TO DO >> Where the material below has a line containing "Could you point out the white vehicle", start repeating exactly, and keep going through the line containing "Could you point out the stump", with no other lines.

SUPPLIED RECORDS >>

Start of Block

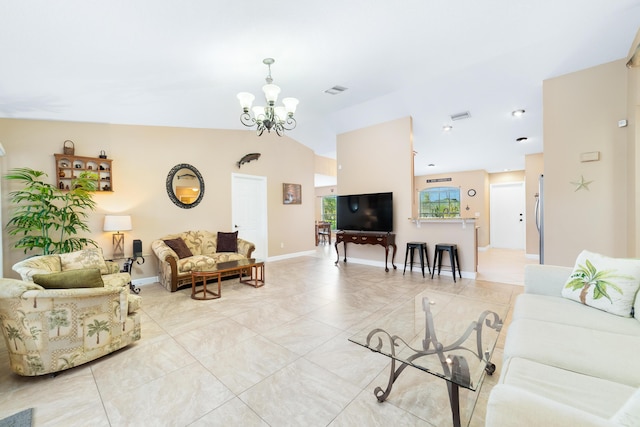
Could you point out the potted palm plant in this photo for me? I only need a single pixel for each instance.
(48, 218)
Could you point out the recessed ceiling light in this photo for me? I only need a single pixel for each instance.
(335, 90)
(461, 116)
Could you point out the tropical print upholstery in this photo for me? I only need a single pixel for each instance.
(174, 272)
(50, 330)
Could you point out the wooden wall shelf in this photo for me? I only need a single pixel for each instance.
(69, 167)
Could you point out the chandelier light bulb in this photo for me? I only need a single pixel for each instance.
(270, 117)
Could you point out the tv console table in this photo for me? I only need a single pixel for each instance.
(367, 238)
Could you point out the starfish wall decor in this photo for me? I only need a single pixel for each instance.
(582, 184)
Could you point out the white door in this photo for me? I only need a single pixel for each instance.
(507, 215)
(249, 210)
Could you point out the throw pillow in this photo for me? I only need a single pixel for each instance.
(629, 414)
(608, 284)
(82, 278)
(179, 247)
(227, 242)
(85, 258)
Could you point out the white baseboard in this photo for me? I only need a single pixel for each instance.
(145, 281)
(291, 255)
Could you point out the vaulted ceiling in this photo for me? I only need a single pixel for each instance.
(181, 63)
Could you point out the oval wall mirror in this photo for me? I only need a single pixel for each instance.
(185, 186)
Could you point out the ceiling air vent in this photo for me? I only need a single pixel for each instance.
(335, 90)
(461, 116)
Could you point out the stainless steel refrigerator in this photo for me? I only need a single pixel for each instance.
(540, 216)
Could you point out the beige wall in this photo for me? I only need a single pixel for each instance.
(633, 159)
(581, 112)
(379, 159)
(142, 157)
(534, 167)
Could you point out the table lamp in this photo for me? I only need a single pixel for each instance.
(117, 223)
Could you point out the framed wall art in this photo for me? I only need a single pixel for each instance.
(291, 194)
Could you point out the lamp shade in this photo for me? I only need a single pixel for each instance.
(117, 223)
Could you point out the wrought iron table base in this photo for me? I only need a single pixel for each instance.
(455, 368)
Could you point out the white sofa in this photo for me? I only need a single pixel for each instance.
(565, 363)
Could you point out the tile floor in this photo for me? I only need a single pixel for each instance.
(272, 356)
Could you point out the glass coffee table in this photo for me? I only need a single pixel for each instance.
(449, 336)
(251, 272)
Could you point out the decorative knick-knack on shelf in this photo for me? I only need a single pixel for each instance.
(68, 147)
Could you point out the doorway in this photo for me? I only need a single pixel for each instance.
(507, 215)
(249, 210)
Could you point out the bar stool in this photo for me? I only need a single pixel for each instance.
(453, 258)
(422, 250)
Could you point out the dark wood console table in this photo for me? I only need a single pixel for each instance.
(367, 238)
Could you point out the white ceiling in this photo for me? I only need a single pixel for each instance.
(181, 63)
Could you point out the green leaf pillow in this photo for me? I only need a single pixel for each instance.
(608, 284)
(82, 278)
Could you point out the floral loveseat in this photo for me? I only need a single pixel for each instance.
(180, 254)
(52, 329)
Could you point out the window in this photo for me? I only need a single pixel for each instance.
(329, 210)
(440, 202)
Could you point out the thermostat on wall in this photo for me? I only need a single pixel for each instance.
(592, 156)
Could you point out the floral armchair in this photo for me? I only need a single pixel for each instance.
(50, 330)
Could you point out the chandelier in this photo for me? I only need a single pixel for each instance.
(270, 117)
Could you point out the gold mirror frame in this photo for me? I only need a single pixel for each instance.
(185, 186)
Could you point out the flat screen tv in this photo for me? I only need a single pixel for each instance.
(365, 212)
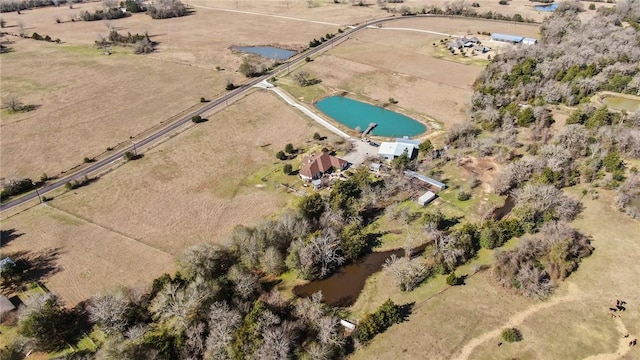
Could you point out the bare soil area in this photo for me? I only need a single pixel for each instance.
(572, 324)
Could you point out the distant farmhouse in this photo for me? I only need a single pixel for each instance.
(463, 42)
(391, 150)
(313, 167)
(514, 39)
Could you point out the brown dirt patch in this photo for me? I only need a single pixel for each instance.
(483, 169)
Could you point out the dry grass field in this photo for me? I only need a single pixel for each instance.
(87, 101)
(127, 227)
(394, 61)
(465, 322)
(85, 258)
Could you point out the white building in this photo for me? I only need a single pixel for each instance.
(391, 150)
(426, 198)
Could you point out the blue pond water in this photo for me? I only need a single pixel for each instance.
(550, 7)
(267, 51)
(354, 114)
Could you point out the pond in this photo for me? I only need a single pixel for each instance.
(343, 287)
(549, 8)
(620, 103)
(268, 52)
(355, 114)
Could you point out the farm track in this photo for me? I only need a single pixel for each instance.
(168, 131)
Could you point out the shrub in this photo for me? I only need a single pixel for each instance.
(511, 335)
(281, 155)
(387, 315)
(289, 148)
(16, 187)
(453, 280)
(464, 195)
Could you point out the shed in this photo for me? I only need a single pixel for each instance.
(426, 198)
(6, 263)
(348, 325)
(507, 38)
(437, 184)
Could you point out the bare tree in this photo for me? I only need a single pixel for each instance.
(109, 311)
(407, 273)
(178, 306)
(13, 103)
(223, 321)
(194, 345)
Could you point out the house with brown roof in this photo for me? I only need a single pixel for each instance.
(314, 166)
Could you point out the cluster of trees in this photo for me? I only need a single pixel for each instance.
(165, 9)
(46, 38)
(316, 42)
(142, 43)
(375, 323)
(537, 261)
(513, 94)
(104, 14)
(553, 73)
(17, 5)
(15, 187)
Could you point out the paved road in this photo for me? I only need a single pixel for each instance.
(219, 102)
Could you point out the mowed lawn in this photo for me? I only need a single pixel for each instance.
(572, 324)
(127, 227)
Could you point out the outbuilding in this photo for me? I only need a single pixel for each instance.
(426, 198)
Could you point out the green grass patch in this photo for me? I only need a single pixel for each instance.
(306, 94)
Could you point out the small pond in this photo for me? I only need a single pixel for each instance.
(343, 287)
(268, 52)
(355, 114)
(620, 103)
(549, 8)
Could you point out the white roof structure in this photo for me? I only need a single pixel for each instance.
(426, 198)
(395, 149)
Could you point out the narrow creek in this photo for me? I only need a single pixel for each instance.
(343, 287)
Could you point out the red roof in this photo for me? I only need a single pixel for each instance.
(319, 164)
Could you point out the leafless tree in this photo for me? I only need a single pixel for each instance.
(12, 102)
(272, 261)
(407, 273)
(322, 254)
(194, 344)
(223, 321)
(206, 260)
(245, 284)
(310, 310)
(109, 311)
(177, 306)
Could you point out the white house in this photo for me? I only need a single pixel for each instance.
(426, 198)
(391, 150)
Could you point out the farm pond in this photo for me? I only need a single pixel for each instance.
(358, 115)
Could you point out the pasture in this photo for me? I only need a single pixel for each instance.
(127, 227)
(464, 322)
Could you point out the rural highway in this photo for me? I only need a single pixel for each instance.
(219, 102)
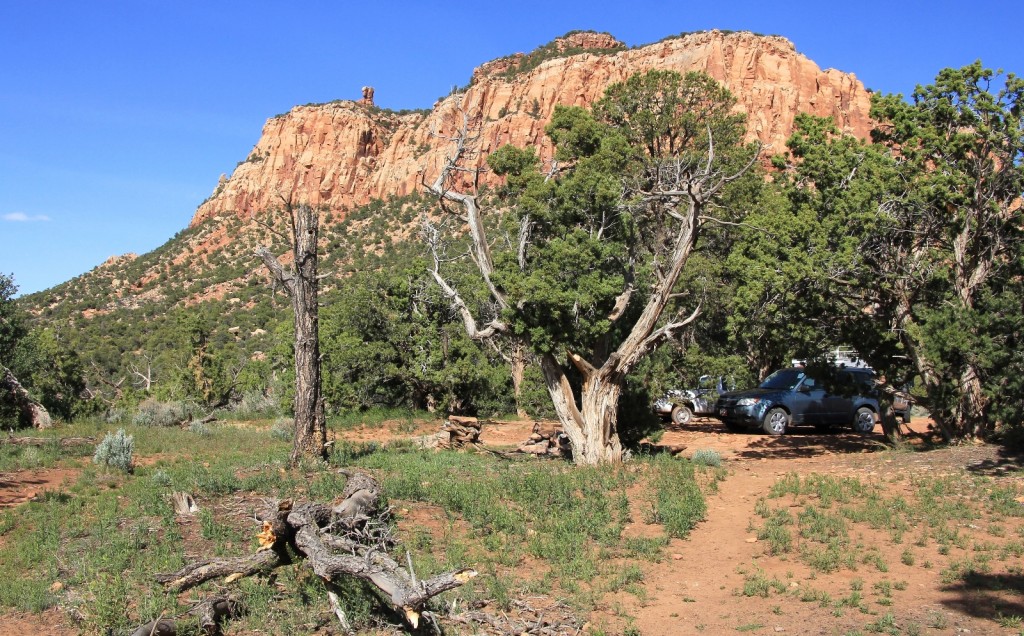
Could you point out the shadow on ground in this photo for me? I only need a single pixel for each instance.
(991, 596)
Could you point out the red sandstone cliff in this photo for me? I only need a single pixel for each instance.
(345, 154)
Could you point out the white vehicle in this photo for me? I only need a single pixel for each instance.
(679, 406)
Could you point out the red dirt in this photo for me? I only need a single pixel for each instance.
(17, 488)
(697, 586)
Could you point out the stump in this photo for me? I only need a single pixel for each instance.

End of Block
Start of Block

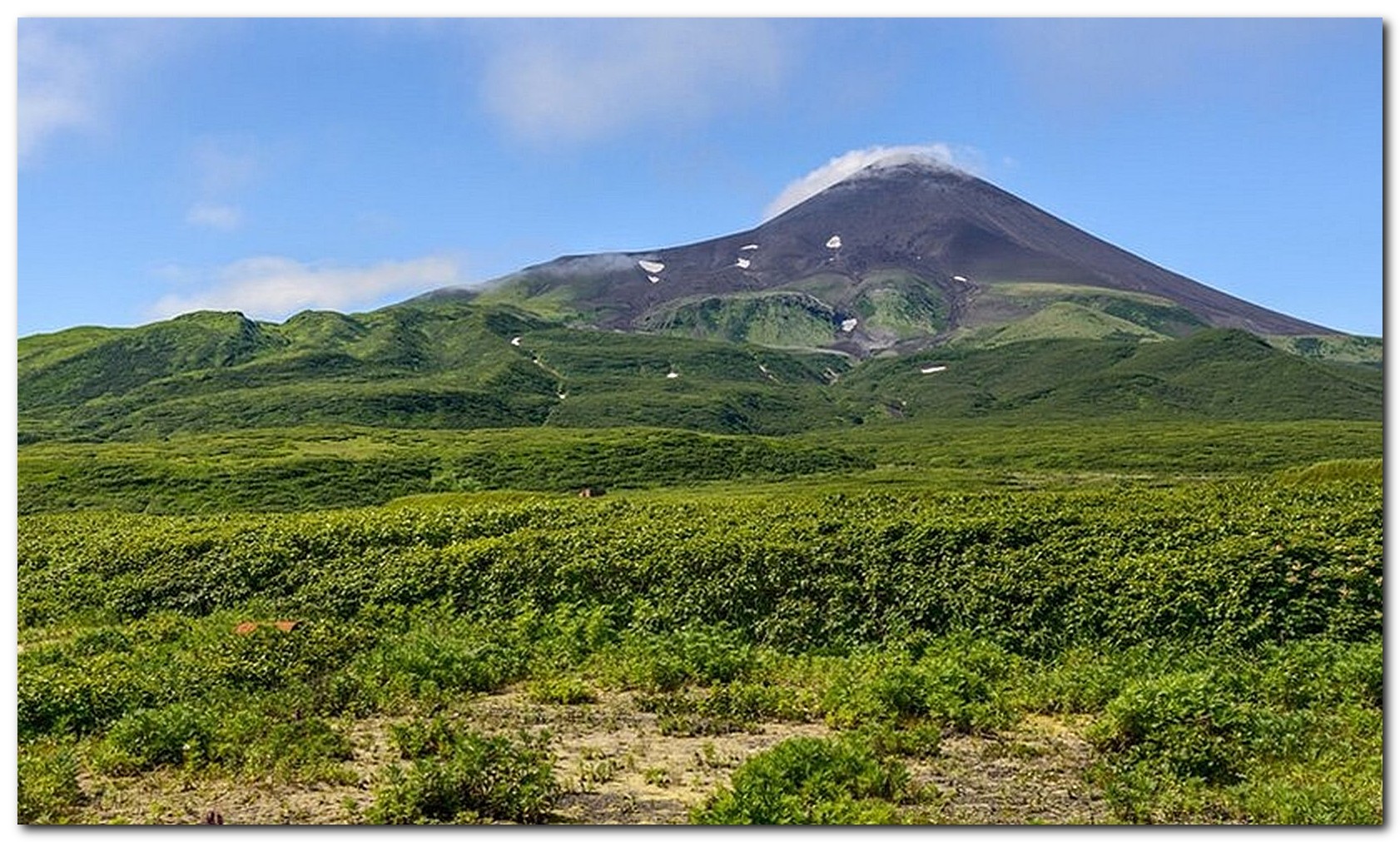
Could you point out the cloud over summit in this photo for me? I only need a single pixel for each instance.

End of Block

ANSWER BOX >>
Could you point out the white vehicle in this photo for me? I only need a single pixel for each instance.
(679, 406)
Could you point out the red dirt in this photo for me? I only need a single pixel for each instance.
(17, 488)
(697, 586)
Could you point out the stump in this photo for me? I only need a single pixel for each instance.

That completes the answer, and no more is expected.